--- The records ---

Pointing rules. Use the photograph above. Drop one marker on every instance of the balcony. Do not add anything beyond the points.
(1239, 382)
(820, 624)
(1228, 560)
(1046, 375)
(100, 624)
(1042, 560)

---

_Given problem_
Reproduce each of the entries above verbatim, keeping every line unchanged.

_Solution for this problem_
Pointing rules. Use the photograph above. Drop one marker on every instance of the balcony. Do not add anything beyond the points.
(1239, 382)
(820, 624)
(1228, 560)
(1046, 375)
(100, 624)
(1042, 560)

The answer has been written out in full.